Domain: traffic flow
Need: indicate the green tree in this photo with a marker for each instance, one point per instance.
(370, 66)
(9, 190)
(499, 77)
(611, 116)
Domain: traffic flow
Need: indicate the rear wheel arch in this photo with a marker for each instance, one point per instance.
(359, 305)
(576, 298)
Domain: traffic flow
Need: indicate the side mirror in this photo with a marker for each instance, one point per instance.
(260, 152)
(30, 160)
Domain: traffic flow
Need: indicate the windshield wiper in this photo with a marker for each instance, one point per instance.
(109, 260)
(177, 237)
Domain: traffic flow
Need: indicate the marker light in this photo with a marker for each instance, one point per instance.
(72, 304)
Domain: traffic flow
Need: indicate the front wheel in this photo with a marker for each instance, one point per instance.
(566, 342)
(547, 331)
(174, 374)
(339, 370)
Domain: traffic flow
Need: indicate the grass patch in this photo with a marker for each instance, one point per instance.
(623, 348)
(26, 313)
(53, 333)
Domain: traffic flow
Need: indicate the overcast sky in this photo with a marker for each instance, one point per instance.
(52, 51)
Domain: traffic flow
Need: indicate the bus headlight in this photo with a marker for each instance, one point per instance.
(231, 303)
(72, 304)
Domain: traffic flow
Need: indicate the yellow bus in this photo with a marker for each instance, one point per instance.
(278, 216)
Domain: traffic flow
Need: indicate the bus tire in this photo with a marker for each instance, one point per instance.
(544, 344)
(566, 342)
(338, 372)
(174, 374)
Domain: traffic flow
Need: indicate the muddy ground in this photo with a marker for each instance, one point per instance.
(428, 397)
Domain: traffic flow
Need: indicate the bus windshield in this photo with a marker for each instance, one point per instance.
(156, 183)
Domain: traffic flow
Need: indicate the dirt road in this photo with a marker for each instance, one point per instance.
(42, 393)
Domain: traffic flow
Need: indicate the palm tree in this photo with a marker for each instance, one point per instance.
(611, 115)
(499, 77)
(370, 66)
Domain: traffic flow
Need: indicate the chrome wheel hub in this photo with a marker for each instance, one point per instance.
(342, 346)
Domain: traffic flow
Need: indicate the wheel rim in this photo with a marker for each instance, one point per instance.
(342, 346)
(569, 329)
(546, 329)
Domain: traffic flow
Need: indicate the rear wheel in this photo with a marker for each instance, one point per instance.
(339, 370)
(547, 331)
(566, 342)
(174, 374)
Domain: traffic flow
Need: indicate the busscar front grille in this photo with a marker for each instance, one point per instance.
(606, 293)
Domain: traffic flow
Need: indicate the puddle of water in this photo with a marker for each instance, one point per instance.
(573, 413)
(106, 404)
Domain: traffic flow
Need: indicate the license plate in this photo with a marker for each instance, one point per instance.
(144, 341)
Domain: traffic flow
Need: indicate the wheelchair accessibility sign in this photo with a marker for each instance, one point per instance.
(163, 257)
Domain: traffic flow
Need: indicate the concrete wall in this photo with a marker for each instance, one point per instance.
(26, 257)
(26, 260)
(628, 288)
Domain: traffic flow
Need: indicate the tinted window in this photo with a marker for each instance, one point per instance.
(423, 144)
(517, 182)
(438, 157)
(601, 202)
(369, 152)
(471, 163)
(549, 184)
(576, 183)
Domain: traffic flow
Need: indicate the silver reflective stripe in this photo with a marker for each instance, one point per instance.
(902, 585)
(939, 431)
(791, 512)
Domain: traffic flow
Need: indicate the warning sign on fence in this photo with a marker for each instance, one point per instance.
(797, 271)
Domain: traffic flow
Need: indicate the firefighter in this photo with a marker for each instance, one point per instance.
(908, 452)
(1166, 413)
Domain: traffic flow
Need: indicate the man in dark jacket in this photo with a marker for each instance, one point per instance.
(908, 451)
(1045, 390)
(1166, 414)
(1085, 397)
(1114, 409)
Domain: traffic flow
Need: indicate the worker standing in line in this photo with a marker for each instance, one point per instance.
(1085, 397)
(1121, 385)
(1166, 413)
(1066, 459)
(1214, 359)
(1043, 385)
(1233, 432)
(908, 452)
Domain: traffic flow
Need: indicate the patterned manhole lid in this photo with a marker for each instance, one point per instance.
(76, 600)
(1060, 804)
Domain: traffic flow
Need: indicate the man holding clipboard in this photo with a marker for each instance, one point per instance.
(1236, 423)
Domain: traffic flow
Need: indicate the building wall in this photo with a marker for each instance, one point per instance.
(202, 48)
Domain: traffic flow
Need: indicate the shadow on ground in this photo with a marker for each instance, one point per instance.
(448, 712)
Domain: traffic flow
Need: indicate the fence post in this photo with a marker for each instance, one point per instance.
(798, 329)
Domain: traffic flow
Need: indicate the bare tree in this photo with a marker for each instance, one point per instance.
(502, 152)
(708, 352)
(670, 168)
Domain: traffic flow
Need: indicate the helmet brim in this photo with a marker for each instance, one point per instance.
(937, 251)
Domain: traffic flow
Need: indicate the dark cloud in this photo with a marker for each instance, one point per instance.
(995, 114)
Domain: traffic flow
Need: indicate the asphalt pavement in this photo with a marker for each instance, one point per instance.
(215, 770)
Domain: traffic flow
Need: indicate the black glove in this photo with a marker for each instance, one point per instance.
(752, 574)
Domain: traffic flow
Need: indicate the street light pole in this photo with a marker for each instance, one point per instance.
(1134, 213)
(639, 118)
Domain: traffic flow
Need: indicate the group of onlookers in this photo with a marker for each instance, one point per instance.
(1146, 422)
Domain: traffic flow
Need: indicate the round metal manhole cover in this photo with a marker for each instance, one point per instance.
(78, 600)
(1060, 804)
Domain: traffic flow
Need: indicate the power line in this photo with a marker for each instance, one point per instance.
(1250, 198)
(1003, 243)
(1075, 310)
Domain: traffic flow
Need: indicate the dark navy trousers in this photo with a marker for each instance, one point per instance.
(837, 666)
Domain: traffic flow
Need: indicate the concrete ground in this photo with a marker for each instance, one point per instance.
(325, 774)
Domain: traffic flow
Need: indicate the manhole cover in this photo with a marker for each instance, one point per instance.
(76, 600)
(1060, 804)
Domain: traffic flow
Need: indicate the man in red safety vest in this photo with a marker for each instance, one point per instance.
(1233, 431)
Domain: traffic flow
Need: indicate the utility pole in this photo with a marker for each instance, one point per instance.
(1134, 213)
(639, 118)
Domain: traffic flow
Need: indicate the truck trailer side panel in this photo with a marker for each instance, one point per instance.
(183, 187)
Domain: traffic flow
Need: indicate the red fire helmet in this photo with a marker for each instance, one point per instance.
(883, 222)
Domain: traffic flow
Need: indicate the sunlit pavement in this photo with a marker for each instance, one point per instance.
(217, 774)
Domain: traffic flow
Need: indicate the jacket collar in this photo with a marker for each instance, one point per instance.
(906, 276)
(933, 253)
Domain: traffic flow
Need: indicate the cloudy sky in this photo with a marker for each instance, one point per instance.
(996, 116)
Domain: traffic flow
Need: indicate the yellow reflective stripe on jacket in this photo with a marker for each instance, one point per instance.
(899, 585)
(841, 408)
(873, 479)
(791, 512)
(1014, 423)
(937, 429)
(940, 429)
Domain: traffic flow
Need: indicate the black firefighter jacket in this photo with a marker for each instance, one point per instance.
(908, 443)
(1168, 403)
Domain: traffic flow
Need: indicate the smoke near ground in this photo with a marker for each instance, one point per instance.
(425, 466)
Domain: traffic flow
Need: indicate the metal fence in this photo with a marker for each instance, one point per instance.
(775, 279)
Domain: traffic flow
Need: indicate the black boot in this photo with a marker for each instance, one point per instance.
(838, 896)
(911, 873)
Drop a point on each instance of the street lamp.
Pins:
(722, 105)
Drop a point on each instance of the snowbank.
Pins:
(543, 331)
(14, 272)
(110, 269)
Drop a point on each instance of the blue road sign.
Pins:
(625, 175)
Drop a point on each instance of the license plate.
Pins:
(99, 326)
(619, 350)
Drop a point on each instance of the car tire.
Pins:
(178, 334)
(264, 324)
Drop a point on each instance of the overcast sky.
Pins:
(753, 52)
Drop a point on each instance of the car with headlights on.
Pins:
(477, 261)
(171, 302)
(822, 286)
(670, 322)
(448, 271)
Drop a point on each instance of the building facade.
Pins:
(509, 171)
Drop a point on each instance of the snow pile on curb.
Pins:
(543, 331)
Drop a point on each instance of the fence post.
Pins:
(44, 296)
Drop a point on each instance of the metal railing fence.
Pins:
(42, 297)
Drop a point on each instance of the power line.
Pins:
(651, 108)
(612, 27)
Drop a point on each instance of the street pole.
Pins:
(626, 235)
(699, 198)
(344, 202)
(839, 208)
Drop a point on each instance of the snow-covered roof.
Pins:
== == ==
■ **The request**: Repeat only the lines running from the line that contains "Drop a point on each instance of the snowbank." through the last line above, inclusive.

■ **Task answer**:
Drop a point on each instance of the snowbank.
Pins:
(543, 331)
(14, 272)
(110, 269)
Drop a point on each instance of the blue road sign.
Pins:
(625, 175)
Drop a point on each instance of the license plate.
Pins:
(99, 326)
(619, 350)
Drop a point on each instance of the car tire.
Pins:
(178, 334)
(264, 324)
Drop a point on each instance of the overcast sky.
Pins:
(753, 52)
Drop a point on each instance of the car with headlights on.
Pins:
(477, 261)
(171, 302)
(822, 286)
(670, 322)
(448, 271)
Drop a point on each instance of the building facade.
Pins:
(509, 171)
Drop a point on each instance of the snow pile on curb.
Pins:
(543, 331)
Drop a point on each instance of the fence post.
Pins:
(44, 296)
Drop a point on each instance of the metal railing fence.
Pins:
(42, 297)
Drop a point on each instance of the power line.
Pins:
(651, 108)
(612, 27)
Drop a point on each instance of the street pole.
Pins:
(626, 235)
(699, 198)
(344, 202)
(839, 208)
Drop a point on each instance of the snow-covered roof.
Pins:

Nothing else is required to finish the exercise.